> EXERCISE INSTRUCTIONS
Copy out all lines bearing the word "positive" from the listing below.

> MATERIAL FOR THE TASK
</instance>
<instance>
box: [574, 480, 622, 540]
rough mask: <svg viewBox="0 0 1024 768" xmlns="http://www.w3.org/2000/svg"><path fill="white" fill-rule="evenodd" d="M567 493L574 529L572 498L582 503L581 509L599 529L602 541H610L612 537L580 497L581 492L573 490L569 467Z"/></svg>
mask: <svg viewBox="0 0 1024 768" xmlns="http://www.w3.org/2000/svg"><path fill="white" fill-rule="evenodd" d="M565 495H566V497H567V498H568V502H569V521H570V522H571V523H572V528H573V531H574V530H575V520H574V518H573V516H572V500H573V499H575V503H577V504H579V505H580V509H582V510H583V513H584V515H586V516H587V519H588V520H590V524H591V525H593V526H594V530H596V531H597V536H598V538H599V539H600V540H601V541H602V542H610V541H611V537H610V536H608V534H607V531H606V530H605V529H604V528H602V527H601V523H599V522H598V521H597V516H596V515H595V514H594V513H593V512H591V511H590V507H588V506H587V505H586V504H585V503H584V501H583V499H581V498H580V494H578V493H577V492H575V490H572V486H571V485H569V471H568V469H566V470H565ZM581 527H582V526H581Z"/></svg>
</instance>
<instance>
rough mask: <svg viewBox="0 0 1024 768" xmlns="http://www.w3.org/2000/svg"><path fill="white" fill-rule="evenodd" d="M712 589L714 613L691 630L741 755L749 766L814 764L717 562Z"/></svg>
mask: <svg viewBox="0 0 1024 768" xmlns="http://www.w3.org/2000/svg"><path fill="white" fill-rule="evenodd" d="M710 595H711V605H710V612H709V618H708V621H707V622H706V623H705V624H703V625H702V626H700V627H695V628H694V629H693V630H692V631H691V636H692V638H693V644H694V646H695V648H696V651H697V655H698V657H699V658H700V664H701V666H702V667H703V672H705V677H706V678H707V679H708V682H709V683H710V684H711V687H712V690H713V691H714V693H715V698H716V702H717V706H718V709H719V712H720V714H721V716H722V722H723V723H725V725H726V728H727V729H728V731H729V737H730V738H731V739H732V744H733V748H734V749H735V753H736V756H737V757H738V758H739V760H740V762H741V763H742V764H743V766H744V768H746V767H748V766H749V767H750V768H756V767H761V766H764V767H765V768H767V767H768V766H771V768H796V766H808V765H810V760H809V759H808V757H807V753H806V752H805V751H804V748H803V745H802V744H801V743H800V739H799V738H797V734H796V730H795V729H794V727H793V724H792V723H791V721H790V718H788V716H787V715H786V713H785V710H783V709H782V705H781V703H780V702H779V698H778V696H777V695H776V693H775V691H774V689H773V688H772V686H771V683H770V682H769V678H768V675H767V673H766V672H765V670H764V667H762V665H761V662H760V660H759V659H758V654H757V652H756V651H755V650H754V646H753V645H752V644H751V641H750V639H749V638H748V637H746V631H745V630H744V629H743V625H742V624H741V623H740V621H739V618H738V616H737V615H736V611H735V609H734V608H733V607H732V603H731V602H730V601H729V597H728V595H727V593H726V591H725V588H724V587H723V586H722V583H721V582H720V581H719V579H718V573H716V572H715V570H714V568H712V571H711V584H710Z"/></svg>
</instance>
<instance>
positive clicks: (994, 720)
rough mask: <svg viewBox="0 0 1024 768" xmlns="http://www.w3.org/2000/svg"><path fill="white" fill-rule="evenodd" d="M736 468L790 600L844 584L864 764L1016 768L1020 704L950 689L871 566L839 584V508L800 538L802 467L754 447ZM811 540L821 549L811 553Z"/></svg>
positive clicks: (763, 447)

> SOLUTION TO THIS PROBLEM
positive clicks: (994, 720)
positive clicks: (763, 447)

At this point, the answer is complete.